Bill Shore’s Letters
Letter From the Back of the Newspaper
November 2003
Dear Friend,
This past week marked a sobering turning point in the war in Iraq. I don't mean the downing of the Chinook helicopter that killed 15 brave American soldiers, or the Black Hawk chopper lost just a few days later, and the even more recent copter collision that took so many lives. No, the worst news of all was what wasn't news at all any longer. And it caused me to reflect on our work here at home.
On Sunday, November 9, the Washington Post reported the previous day's deaths of two American soldiers when a roadside bomb destroyed their vehicle on a highway near Fallujah. During the early days of the war such tragic news merited special bulletins and dramatic front page coverage. But on Sunday it was not even given it's own article, merely mentioned seven paragraphs down in a story on page 22 about the Red Cross closing its offices in Baghdad, (a separate tragedy in its own right). The Post did find room on its front page, for a headline above the masthead that read "Navy Loses to Notre Dame on Last-Second Field Goal"

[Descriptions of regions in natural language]
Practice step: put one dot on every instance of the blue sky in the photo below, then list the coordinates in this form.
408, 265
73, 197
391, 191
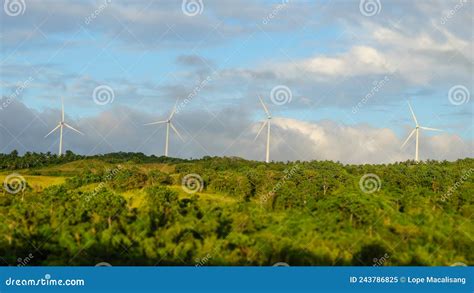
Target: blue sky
329, 54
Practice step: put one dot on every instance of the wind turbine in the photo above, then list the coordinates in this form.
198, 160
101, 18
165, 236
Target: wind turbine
168, 125
267, 123
416, 131
61, 125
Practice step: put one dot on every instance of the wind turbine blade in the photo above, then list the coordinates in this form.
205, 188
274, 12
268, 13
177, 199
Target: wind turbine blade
260, 130
52, 131
175, 130
408, 138
62, 109
72, 128
264, 107
413, 114
174, 109
429, 128
157, 122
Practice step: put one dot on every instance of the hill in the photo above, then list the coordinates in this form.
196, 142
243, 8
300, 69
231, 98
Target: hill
132, 209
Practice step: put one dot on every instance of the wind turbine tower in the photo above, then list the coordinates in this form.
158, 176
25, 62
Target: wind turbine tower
168, 125
267, 123
61, 125
416, 132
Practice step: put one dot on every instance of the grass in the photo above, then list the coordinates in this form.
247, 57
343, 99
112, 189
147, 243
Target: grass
38, 183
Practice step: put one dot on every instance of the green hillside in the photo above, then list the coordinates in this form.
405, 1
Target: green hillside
131, 209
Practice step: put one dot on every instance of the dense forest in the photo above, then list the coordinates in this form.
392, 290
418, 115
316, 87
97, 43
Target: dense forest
133, 209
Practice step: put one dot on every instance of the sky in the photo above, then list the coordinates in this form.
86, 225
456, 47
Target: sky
336, 76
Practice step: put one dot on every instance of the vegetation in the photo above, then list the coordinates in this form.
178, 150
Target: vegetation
132, 209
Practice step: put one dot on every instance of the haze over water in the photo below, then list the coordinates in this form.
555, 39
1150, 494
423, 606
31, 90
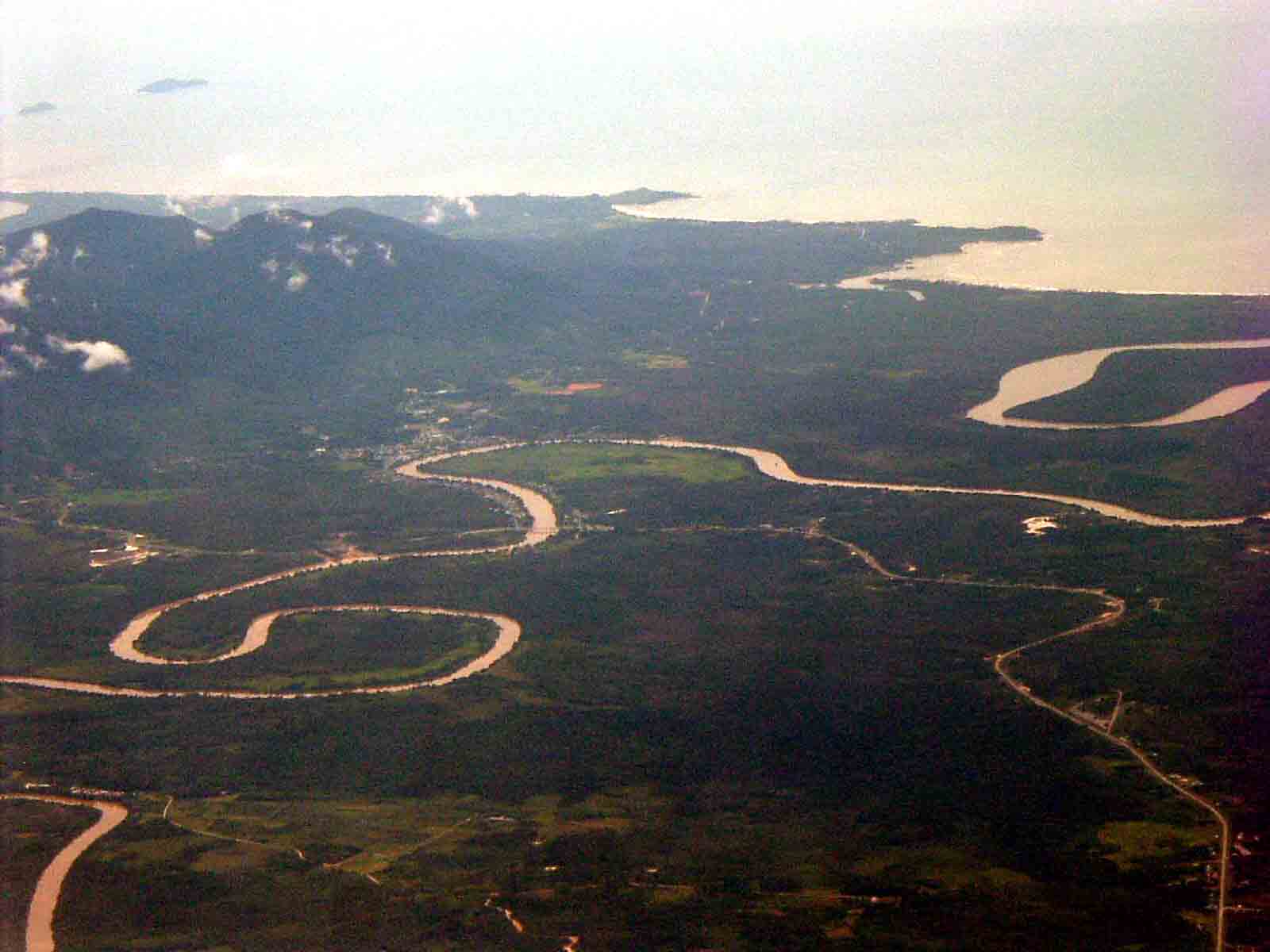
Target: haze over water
1134, 137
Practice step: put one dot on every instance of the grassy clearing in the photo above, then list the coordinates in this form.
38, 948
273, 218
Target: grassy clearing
361, 835
654, 362
1134, 842
575, 463
126, 497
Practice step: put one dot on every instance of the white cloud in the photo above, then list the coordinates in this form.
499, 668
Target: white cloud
342, 251
32, 255
13, 294
444, 209
97, 353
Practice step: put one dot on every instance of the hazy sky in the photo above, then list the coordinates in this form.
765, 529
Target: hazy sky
310, 97
1041, 112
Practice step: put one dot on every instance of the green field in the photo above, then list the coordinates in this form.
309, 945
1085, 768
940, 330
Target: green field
572, 463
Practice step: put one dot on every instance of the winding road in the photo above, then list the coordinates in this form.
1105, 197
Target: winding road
1019, 386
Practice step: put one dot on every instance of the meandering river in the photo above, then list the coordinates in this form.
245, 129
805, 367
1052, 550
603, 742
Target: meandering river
1020, 386
1058, 374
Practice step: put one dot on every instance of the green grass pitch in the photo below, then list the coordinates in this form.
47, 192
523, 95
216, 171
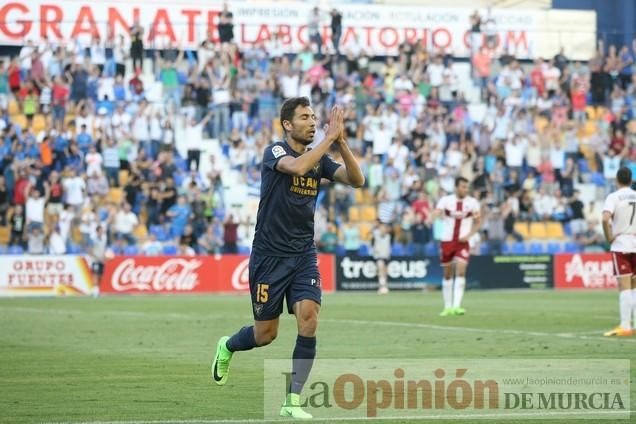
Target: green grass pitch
147, 358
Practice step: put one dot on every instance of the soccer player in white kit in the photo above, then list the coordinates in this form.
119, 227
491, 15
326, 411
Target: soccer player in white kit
619, 226
462, 219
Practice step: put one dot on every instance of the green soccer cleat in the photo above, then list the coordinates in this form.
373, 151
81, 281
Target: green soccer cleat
221, 365
459, 311
291, 408
447, 312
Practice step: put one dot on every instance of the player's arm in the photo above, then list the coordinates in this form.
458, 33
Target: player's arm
351, 173
302, 164
607, 227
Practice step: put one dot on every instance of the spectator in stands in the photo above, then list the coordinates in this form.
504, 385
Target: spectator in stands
591, 240
57, 244
97, 253
124, 223
36, 240
230, 235
137, 44
336, 29
180, 214
188, 238
34, 208
17, 224
226, 25
328, 240
194, 140
211, 242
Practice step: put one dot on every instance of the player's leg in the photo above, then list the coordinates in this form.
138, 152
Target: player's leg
460, 286
447, 288
382, 277
633, 302
446, 260
303, 300
623, 272
268, 282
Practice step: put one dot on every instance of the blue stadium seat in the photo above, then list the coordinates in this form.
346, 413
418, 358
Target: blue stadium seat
536, 248
131, 250
431, 249
554, 248
519, 248
169, 249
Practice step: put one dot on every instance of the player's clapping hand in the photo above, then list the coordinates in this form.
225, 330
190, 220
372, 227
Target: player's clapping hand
335, 128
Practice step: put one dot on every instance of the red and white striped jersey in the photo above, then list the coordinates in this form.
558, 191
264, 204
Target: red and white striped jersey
457, 215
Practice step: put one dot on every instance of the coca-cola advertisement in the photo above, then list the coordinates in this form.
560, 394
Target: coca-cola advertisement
45, 275
189, 274
584, 271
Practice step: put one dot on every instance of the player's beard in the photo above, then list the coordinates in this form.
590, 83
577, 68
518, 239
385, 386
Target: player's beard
305, 138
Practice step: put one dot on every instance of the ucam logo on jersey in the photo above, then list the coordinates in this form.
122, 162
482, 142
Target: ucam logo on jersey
584, 271
193, 274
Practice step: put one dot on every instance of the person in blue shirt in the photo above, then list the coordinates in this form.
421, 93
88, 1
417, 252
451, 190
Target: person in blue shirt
84, 140
283, 264
180, 215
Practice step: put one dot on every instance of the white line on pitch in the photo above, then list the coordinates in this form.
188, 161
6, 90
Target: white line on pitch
473, 330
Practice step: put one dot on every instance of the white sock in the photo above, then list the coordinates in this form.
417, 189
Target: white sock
460, 286
625, 301
447, 291
634, 306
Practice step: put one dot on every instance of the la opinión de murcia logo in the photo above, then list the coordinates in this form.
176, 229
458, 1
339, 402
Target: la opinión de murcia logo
593, 273
174, 274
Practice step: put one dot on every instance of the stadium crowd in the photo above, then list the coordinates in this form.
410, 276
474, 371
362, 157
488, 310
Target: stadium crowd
89, 164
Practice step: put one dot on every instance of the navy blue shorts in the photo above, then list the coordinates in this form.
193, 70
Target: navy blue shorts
273, 278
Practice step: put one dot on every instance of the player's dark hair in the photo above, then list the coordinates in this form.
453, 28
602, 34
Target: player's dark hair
624, 176
460, 180
289, 106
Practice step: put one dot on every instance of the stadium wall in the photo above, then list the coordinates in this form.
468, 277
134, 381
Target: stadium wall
70, 275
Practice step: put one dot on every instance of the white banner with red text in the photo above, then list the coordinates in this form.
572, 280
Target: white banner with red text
584, 271
26, 275
190, 274
378, 29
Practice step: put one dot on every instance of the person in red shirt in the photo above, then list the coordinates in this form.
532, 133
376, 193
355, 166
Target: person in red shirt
20, 188
421, 206
60, 96
536, 77
14, 76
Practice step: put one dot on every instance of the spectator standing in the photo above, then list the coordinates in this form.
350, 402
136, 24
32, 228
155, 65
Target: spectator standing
336, 29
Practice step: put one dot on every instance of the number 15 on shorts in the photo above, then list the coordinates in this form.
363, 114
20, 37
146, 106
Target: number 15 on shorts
261, 292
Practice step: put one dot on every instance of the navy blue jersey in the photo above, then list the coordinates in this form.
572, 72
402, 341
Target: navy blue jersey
285, 220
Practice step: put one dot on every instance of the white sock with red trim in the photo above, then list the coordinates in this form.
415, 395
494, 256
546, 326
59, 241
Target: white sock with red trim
460, 286
447, 292
625, 303
634, 306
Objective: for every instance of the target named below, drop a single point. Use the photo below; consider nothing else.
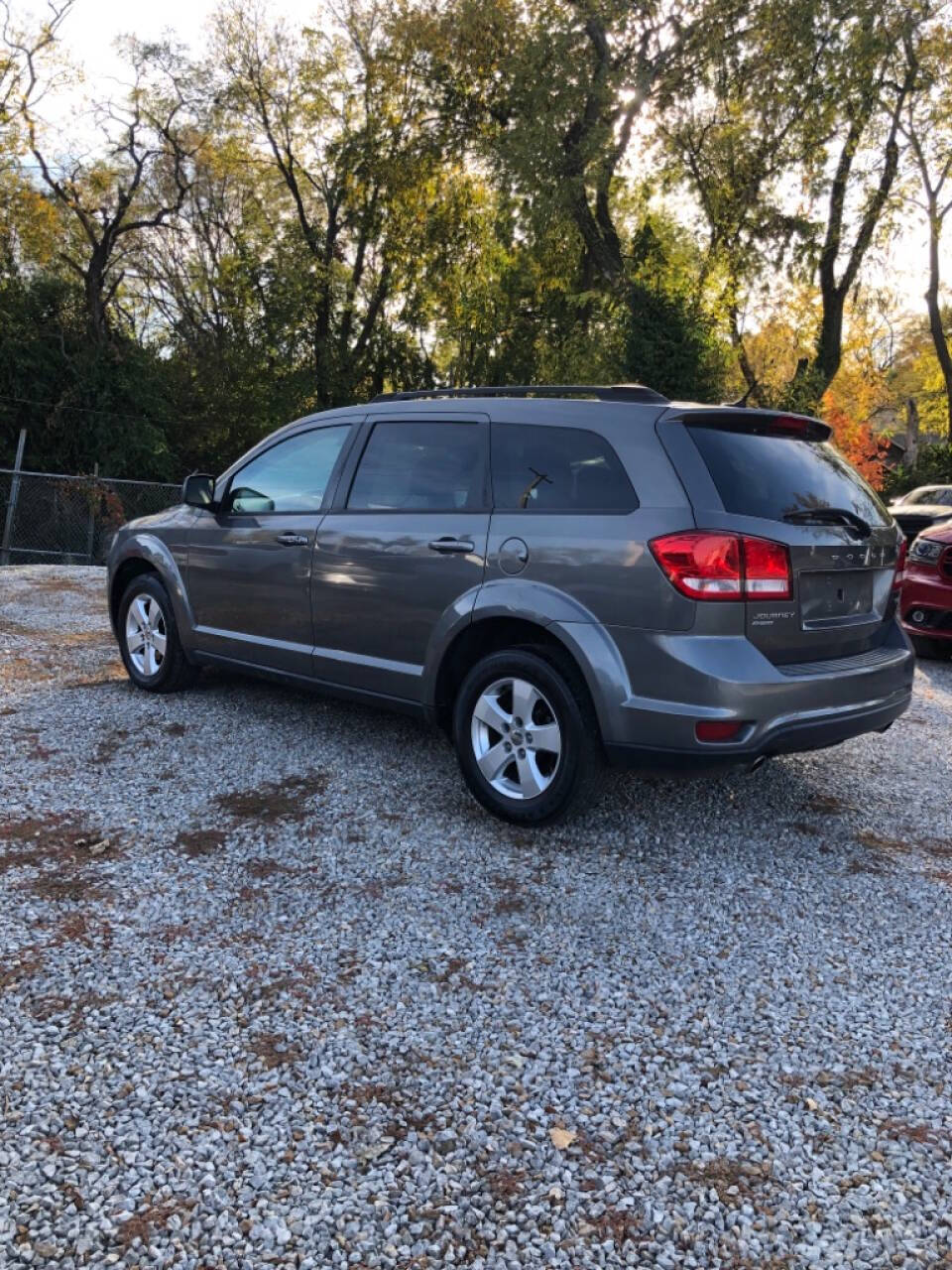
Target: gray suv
(556, 575)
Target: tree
(140, 185)
(339, 119)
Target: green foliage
(80, 403)
(933, 466)
(420, 194)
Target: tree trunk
(94, 289)
(911, 432)
(932, 304)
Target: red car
(925, 598)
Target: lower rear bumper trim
(789, 737)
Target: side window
(538, 468)
(420, 467)
(291, 476)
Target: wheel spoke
(547, 737)
(494, 762)
(489, 711)
(525, 698)
(531, 780)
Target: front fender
(139, 545)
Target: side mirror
(198, 490)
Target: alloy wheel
(516, 738)
(145, 634)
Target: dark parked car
(555, 575)
(925, 601)
(921, 508)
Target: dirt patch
(26, 670)
(109, 677)
(155, 1216)
(56, 585)
(262, 869)
(506, 1184)
(734, 1180)
(31, 962)
(60, 837)
(828, 804)
(617, 1225)
(273, 1049)
(275, 801)
(63, 890)
(199, 842)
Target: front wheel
(149, 638)
(527, 738)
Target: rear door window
(774, 476)
(539, 468)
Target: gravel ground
(273, 991)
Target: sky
(93, 27)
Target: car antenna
(740, 404)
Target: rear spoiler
(761, 423)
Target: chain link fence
(68, 520)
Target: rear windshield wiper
(830, 516)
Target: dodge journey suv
(556, 575)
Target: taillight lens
(900, 564)
(711, 566)
(701, 566)
(766, 570)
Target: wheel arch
(548, 621)
(146, 554)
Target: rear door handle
(452, 547)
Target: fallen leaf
(562, 1138)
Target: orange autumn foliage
(857, 443)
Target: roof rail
(602, 391)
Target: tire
(929, 649)
(537, 785)
(172, 672)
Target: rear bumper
(817, 733)
(679, 680)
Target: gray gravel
(273, 991)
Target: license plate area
(837, 597)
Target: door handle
(452, 547)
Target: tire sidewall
(149, 585)
(557, 799)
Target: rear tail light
(711, 566)
(900, 564)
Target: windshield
(774, 476)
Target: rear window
(771, 476)
(538, 468)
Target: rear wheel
(527, 739)
(929, 649)
(149, 638)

- _Parts of the exercise_:
(1) List every place name that appears in the letter about the back of the newspaper.
(2) Resume the letter about the newspaper's war coverage right after its final sentence.

- _Task responses_:
(1) Iraq, Fallujah, Baghdad

(2)
What can be said except to shake one's head like the weary but wise, and recognize that this is the way of the world. What was once unthinkable, dawns suddenly one morning as imaginable, solely by virtue of having become fact. And as the world continues to turn and the sun continues to rise, what was once imaginable but unacceptable gradually becomes accepted, and eventually, even worse, inevitable.
This evolution in news coverage felt as disturbing as the first time I noticed that when an ambulance responds to a call the attendants don't really run from their vehicle like on TV but rather stroll up the sidewalk as unhurriedly as if checking the gas meter. They had an air of having seen it all, their senses dulled to shock. Urgency seems futile in the face of relentlessly overwhelming need. Time's treachery is that we all become philosophical - which is a kind of euphemism for accepting what we once believed we would never accept.
For those fighting to change the world, ADS (ambulance driver syndrome) may be the debilitating disease of our time. We are all susceptible. Whether your passion is kids who can't read, families without health care, hunger and malnutrition, or the violence that plagues too many communities, if you keep at it long enough you find that not everyone shares the same intensity of commitment, that not everyone runs from the ambulance anymore, that maybe even you don't run as hard as you once did. Certain efforts require more than money to sustain them. They require moral fire.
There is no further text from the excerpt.